Convert every line of the records below into a Markdown table with the columns "Row" and "Line", putting the row number in the first column and the line in the second, skipping blank lines and leaving the pictures out.

Dataset records
■ ■ ■ ■ ■
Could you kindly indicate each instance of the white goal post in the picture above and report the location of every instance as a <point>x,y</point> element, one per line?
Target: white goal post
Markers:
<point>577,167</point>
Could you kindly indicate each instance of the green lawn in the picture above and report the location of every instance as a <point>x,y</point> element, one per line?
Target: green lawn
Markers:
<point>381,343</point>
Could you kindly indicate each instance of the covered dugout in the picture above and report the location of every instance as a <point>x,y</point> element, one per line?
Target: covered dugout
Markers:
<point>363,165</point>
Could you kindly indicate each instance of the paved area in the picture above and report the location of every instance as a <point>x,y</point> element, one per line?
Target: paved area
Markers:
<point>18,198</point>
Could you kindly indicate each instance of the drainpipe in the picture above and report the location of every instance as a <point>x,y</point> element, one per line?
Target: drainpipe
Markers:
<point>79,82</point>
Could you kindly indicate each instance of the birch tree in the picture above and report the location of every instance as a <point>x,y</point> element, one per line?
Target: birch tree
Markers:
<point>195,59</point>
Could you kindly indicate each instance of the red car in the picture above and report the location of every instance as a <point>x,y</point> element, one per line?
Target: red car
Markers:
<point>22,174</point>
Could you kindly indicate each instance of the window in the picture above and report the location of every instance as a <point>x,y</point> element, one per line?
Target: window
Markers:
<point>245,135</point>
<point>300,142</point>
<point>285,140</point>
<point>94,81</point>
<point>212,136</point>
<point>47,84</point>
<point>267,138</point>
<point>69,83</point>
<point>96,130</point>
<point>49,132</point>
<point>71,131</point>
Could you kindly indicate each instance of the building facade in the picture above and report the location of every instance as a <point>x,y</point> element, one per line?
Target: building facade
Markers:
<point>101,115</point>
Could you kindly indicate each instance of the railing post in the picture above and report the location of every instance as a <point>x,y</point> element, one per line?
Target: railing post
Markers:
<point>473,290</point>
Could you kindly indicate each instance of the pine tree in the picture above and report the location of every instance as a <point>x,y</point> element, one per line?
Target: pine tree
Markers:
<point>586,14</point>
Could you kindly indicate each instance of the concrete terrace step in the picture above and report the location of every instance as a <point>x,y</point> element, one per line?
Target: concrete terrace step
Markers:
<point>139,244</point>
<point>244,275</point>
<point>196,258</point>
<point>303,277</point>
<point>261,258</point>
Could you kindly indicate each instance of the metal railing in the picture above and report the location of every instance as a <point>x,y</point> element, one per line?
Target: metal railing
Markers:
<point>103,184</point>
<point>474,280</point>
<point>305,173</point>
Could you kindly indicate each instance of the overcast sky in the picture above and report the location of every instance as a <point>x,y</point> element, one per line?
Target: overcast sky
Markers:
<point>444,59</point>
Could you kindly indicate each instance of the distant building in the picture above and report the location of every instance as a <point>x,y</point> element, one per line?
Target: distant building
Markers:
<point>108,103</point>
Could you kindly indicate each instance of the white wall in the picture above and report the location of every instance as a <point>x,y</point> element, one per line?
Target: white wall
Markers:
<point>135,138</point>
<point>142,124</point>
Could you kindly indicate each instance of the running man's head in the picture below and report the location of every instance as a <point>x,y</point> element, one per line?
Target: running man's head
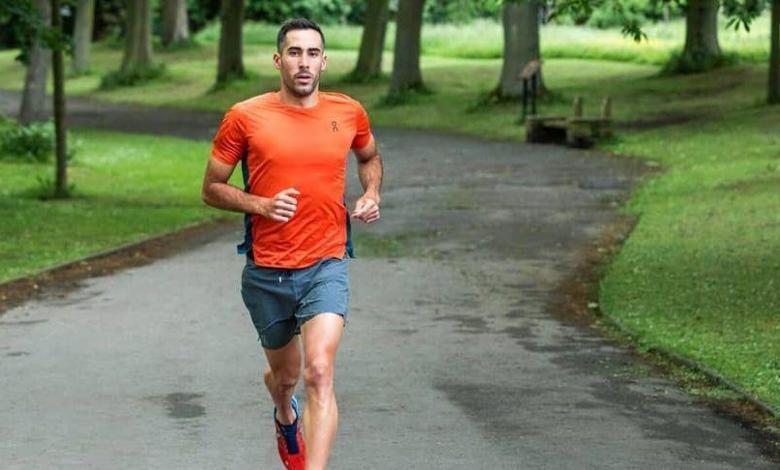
■ ■ ■ ■ ■
Written solution:
| Row | Line |
|---|---|
| 1 | Could you kindly indicate each instance of the white goal post in the picture above and report the location of every instance as a <point>x,y</point> element, one per line? |
| 2 | Target: white goal post |
| 3 | Markers: |
| 4 | <point>577,167</point> |
| 5 | Could you kindly indicate each instance of the green lawn in the picture above and report the location of every instance as a <point>x,y</point> element, one per line? |
| 6 | Target: green lawn |
| 7 | Markers: |
| 8 | <point>381,343</point> |
| 9 | Could you kindly indicate each instance of the covered dugout in the picture above and report the location of every instance as a <point>x,y</point> element, one per line? |
| 10 | Target: covered dugout |
| 11 | Markers: |
| 12 | <point>363,165</point> |
| 13 | Could you kindly indicate each instance of the paved area in the picture above and report the location of every instance as a <point>x,y</point> element, one per line? |
| 14 | Target: paved area |
| 15 | Markers: |
| 16 | <point>18,198</point> |
| 17 | Could you kindly indicate each instance of the drainpipe in the picture above and report the location of every instance as a <point>x,y</point> element, one per line? |
| 18 | Target: drainpipe |
| 19 | Markers: |
| 20 | <point>79,82</point> |
| 21 | Could you kindly indicate each instance of the birch tree in the picture above and report the location of every instance as a <point>x,y</point> element, one per line? |
| 22 | Target: birch tree |
| 23 | Markers: |
| 24 | <point>195,59</point> |
| 25 | Could you kindly indicate each instance of the red car in the picture above and report the location of every instance as a <point>x,y</point> element, one per line? |
| 26 | Target: red car |
| 27 | Markers: |
| 28 | <point>22,174</point> |
| 29 | Could you kindly indicate each instance of the window in the picture above and report the location of every instance as a <point>x,y</point> element, one per line? |
| 30 | Target: window |
| 31 | Markers: |
| 32 | <point>245,135</point> |
| 33 | <point>300,142</point> |
| 34 | <point>285,140</point> |
| 35 | <point>94,81</point> |
| 36 | <point>212,136</point> |
| 37 | <point>47,84</point> |
| 38 | <point>267,138</point> |
| 39 | <point>69,83</point> |
| 40 | <point>96,130</point> |
| 41 | <point>49,132</point> |
| 42 | <point>71,131</point> |
| 43 | Could you kindly indicate each instance of the building facade in the picture above and report the location of every instance as a <point>x,y</point> element, one per line? |
| 44 | Target: building facade |
| 45 | Markers: |
| 46 | <point>101,115</point> |
| 47 | Could you kindly indicate each instance of the railing post in the picture above and report the location of every instance as a <point>x,y</point> element, one per line? |
| 48 | Target: railing post |
| 49 | Markers: |
| 50 | <point>473,290</point> |
| 51 | Could you kindly indicate each instance of the pine tree in the picture above and report the location of every instance as a <point>x,y</point> element, one per line? |
| 52 | Target: pine tree |
| 53 | Markers: |
| 54 | <point>586,14</point> |
| 55 | Could you kindly indicate each instance of the concrete terrace step in the picture above and report the location of every instance as a <point>x,y</point> element, one per line? |
| 56 | Target: concrete terrace step |
| 57 | Markers: |
| 58 | <point>139,244</point> |
| 59 | <point>244,275</point> |
| 60 | <point>196,258</point> |
| 61 | <point>303,277</point> |
| 62 | <point>261,258</point> |
| 63 | Could you kindly indicate each instance of the metal railing in the picture above and report the location of every instance as a <point>x,y</point> element, one per line? |
| 64 | Target: metal railing |
| 65 | Markers: |
| 66 | <point>103,184</point> |
| 67 | <point>474,280</point> |
| 68 | <point>305,173</point> |
| 69 | Could you kindly indicate each instance of the overcast sky in the picture above and report the location of every instance as a <point>x,y</point> element, one per line? |
| 70 | Target: overcast sky |
| 71 | Markers: |
| 72 | <point>444,59</point> |
| 73 | Could you kindly indicate each instance of the distant building in the picture above and report the location of every instance as a <point>x,y</point> element, one per line? |
| 74 | Target: distant building |
| 75 | Markers: |
| 76 | <point>108,103</point> |
| 77 | Could you kindly indicate each instance of the white wall in the picture above and report the location of every instance as a <point>x,y</point> element, one per line? |
| 78 | Target: white wall |
| 79 | Markers: |
| 80 | <point>135,138</point> |
| 81 | <point>142,124</point> |
| 82 | Could you kindly indicate each instance of the running man's head in the picture below and report the location of every instance as a <point>x,y</point> element, one per line? |
| 83 | Target: running man's head |